= TEXT SECTION =
_ _ _ _

Terence Tao gives a (well-known) proof of the crossing number inequality. This inequality states that for a graph of average degree at least eight,
cr(G) ≥ E3/(64V2)
where V is the number of vertices of G, E is the number of edges of G, and cr(G) is the so-called "crossing number" -- the minimum number of crossings of edges in a drawing of the graph. (As is usual in the "probabilistic method", a fairly simple proof gets the same form as the best known proof but with weaker constants; a paper of Pach, Radiocic, Rados, Tardos, and Gabor1 improves the constant to 31.08. (From a quick skim through the paper, it doesn't look too interesting, being mostly a bunch of messy computations.)
Why should the crossing number inequality have these exponents? Say that we expect a lower bound for cr(G) of the form cEαVβ. (We have this, with c = 1/64, α = 3, β = -2.)

_ _ _ _

= DATA SECTION =
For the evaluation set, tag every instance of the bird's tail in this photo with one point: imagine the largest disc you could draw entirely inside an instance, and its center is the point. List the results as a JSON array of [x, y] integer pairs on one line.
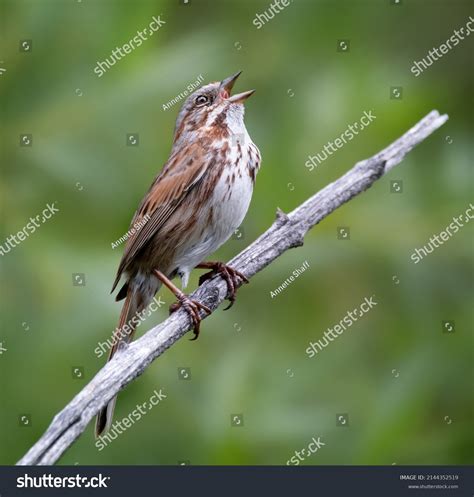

_ _ _ _

= WHAT THE TASK ASKS =
Reproduce the passage on the crossing number inequality, beginning at "Why should the" and stopping after "1/64, α = 3, β = -2.)", with "powers" in place of "exponents".

= TASK RESPONSE =
Why should the crossing number inequality have these powers? Say that we expect a lower bound for cr(G) of the form cEαVβ. (We have this, with c = 1/64, α = 3, β = -2.)